WHAT THE TASK ASKS: Transcribe each of the entries below word for word, keeping every line in its original order.

━━ DATA EXCERPTS ━━

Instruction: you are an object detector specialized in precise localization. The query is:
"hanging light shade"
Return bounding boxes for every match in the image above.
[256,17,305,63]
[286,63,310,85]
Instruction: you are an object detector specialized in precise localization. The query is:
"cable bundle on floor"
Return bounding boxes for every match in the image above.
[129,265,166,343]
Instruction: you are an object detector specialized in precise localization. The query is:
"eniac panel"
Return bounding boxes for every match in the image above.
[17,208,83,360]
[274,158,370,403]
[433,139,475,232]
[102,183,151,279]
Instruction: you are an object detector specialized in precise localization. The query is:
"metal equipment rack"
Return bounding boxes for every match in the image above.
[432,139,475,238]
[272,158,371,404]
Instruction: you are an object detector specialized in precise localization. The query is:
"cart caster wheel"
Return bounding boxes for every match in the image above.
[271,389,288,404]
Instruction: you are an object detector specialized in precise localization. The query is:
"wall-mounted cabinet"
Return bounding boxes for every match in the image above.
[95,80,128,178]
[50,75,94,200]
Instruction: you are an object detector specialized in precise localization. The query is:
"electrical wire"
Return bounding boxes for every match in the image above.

━━━

RESPONSE TO THIS EXERCISE:
Instruction: you are an object detector specialized in precise localization. The query is:
"hanging light shade"
Return bounding boxes for every match in the image above.
[256,17,305,63]
[286,63,310,85]
Instruction: you are an object detector specialized in precise localization. The query is:
"cable bundle on floor"
Return bounding boxes for every match in the image above.
[129,265,166,343]
Instruction: you are an object detector specialized in precise localization. The query is:
"eniac panel"
Return bounding boxes for every match in the image above.
[17,208,83,360]
[274,158,370,403]
[433,139,475,232]
[102,183,151,279]
Instruction: you are an object detector specialized in precise localization. The query is:
"metal equipment rack"
Return bounding boxes for every match in the image above.
[432,139,475,238]
[272,158,371,404]
Instruction: you are an object detector specialized in precise localization. The query is:
"cart caster wheel"
Return bounding boxes for every match in the image above.
[271,389,288,404]
Instruction: you are an object detector specialized in precise localization. The query is:
"wall-mounted cabinet"
Return bounding boxes for every match in the image above.
[95,80,128,178]
[50,75,94,200]
Instruction: you are an object detector specialized in precise localization. The query is:
"electrical wire"
Return bounding boxes for every match in the image above.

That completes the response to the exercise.